Extracted records Block Start
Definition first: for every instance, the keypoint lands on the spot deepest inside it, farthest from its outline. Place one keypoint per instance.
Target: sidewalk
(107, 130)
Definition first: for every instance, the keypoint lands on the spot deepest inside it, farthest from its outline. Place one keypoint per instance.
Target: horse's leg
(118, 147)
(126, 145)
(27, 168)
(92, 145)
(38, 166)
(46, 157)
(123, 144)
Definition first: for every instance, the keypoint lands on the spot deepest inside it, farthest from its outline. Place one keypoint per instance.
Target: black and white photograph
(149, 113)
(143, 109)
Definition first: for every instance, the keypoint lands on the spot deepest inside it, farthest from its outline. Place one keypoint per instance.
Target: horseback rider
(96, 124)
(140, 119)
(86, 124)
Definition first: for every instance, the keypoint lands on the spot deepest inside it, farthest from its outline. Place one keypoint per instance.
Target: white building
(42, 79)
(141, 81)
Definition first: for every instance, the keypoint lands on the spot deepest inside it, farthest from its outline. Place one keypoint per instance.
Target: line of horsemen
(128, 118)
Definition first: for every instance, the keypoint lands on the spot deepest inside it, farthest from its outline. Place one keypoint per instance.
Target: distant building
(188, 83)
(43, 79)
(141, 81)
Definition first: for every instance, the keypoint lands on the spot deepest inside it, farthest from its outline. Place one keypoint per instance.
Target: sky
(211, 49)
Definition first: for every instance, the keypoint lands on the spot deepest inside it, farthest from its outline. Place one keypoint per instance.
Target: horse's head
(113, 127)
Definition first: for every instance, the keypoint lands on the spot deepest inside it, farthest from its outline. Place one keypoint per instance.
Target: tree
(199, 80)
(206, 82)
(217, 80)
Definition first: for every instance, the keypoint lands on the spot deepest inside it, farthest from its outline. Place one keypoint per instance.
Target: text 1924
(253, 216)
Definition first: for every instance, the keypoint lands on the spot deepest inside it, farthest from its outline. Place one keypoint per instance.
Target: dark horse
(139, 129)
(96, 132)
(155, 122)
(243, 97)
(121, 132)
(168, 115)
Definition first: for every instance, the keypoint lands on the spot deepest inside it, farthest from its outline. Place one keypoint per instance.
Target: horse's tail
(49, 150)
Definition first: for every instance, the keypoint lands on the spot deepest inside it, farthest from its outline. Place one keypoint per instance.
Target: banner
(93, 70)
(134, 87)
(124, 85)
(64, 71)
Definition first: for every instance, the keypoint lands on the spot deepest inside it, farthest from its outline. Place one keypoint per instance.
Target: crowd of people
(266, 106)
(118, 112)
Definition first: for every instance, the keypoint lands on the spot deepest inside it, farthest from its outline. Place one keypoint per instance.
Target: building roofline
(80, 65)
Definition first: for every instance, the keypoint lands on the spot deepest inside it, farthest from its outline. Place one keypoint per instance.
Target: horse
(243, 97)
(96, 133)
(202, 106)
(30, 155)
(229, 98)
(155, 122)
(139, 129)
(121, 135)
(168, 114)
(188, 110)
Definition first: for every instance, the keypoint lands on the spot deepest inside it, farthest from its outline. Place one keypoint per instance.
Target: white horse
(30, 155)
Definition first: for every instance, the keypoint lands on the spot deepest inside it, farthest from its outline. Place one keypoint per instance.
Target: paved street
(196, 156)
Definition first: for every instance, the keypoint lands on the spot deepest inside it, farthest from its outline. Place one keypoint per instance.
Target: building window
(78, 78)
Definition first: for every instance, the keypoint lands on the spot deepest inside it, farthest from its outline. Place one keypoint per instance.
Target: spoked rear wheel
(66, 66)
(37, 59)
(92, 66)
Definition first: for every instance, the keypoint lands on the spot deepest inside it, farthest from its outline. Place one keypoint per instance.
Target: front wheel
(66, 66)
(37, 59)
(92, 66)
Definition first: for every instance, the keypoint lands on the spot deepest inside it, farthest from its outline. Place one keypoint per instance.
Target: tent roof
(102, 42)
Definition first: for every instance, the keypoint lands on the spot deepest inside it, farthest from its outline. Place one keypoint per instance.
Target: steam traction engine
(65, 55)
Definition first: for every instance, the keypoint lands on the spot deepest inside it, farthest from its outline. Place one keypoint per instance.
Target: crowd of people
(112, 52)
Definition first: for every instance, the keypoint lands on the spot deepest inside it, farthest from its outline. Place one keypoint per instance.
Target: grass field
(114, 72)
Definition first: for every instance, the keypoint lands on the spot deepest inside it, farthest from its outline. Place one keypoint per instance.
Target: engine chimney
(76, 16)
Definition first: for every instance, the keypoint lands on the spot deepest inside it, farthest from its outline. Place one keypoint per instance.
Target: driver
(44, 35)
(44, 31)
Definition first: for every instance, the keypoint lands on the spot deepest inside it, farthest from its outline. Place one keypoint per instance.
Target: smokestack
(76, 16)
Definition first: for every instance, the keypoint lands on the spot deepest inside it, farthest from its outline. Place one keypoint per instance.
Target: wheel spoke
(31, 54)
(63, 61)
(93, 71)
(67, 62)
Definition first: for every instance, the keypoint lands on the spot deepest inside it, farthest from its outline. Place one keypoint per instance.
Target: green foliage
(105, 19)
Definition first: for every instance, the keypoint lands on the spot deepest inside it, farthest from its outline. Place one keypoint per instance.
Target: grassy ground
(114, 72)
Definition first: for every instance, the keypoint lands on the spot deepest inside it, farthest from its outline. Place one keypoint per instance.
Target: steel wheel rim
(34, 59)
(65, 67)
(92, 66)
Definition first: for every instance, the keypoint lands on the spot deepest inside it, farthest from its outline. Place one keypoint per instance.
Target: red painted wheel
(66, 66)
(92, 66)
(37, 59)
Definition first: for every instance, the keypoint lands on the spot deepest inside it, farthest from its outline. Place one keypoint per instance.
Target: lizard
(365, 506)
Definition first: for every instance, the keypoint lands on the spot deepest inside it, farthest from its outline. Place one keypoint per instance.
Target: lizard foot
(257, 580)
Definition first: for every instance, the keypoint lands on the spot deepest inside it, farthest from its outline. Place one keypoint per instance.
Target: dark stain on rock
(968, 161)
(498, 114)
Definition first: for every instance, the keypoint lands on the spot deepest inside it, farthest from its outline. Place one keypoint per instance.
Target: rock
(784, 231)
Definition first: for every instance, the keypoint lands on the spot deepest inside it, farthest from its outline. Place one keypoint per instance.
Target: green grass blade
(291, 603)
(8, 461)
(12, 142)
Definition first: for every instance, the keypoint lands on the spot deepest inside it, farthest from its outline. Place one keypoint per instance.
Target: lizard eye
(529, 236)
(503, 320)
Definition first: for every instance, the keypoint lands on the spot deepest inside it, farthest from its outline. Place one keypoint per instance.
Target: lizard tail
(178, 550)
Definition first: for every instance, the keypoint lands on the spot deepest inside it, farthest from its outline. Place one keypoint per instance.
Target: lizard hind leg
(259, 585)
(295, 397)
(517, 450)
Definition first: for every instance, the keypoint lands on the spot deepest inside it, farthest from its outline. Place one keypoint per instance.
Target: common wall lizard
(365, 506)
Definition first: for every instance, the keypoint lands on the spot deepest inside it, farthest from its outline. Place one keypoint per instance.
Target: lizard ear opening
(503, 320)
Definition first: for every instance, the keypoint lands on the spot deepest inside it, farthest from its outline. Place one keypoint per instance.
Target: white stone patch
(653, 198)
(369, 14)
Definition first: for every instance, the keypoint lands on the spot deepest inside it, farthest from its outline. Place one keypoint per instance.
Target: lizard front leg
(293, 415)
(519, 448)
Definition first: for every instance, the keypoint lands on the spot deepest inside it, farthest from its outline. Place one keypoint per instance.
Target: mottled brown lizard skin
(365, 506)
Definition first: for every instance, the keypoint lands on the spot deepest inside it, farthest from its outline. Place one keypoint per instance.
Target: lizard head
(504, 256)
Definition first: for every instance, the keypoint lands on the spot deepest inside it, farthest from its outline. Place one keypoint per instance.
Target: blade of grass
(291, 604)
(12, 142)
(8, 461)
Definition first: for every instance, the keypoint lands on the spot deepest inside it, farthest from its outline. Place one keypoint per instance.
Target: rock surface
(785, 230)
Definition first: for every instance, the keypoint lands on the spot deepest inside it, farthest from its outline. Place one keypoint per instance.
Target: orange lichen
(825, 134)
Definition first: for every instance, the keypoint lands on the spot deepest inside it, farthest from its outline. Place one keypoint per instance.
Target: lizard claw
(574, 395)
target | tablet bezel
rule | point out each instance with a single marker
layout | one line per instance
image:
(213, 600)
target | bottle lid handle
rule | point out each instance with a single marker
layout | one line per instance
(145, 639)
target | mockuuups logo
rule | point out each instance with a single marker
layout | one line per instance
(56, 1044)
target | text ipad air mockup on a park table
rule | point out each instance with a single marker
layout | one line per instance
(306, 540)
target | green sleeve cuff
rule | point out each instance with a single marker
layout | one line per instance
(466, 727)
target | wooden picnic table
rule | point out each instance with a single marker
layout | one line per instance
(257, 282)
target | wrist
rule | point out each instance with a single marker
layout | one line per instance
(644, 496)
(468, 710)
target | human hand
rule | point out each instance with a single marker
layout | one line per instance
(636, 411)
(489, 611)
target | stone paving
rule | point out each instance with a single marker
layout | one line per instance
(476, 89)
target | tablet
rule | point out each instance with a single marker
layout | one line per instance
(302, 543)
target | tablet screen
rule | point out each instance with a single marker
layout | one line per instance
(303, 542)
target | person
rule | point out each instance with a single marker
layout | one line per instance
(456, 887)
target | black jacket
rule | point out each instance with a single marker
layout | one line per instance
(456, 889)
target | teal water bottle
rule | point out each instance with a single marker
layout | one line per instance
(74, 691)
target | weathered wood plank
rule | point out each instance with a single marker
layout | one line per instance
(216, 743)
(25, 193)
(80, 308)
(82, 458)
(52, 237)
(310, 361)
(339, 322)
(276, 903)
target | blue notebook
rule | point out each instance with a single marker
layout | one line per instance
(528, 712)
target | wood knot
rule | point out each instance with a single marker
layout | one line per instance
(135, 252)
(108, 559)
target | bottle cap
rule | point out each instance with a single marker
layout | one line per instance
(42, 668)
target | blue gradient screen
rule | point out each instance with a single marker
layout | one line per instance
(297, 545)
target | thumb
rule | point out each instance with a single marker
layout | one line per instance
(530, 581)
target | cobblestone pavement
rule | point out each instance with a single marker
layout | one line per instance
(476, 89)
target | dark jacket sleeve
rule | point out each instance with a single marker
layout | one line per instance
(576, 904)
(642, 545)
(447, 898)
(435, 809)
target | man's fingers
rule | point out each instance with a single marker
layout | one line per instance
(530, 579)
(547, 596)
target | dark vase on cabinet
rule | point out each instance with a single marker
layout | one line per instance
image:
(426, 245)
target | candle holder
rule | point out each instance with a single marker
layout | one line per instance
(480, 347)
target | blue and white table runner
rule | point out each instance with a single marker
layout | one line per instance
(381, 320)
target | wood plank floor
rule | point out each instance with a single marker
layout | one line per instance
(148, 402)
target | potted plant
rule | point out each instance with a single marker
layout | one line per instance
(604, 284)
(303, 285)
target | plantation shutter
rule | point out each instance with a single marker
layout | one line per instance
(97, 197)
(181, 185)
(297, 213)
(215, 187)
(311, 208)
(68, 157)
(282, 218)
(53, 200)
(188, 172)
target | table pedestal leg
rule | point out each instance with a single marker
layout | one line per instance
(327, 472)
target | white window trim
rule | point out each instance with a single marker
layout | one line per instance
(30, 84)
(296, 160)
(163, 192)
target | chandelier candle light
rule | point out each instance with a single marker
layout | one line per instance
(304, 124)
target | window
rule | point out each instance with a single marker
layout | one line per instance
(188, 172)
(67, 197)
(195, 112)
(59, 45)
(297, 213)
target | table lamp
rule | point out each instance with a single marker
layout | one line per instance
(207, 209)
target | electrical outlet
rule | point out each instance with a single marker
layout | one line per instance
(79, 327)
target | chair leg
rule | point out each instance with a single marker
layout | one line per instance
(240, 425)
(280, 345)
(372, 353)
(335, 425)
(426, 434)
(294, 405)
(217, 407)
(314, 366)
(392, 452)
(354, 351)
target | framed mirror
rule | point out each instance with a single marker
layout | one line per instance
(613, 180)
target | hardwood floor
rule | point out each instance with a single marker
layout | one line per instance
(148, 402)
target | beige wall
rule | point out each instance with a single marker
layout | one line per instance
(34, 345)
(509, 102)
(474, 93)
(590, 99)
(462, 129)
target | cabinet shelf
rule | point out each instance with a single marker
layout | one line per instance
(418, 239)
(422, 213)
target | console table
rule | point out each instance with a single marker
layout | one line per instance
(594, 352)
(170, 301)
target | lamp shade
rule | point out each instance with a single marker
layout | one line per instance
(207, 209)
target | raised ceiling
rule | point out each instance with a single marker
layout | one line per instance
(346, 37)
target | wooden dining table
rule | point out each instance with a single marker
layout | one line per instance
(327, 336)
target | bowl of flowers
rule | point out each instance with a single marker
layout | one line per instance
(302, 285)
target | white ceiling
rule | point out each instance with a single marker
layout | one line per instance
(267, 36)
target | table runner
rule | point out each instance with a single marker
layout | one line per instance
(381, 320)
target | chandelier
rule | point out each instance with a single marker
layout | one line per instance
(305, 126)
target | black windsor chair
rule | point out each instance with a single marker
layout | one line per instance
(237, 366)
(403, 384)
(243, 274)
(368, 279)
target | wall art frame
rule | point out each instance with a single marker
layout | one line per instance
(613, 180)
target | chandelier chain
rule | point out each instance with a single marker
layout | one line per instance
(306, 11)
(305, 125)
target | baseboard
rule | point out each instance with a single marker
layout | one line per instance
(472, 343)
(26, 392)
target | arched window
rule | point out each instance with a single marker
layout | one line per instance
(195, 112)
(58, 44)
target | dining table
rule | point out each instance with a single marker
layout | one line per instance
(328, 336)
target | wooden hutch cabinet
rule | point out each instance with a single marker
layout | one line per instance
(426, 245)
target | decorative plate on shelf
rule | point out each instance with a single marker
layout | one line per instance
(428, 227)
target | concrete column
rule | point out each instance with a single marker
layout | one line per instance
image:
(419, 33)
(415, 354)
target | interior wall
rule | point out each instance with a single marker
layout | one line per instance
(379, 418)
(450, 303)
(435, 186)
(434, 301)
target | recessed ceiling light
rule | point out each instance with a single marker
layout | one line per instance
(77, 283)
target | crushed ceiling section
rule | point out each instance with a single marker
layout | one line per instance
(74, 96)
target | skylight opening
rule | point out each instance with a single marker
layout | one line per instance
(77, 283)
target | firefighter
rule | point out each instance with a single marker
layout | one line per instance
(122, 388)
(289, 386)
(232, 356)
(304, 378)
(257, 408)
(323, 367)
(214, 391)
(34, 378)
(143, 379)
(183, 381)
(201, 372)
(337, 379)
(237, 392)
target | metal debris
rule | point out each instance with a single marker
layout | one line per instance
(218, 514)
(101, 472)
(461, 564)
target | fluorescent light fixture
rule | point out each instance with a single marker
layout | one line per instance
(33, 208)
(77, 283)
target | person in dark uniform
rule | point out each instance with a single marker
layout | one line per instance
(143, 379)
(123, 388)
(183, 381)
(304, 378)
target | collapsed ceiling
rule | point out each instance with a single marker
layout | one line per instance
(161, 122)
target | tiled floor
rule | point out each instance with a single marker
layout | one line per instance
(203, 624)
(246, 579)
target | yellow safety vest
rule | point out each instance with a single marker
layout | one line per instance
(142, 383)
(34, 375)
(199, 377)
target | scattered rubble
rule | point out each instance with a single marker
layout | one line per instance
Extracted records Block End
**Problem to solve:** Say how many lines above hold the word "dining", giving only the count.

**Answer area:** 2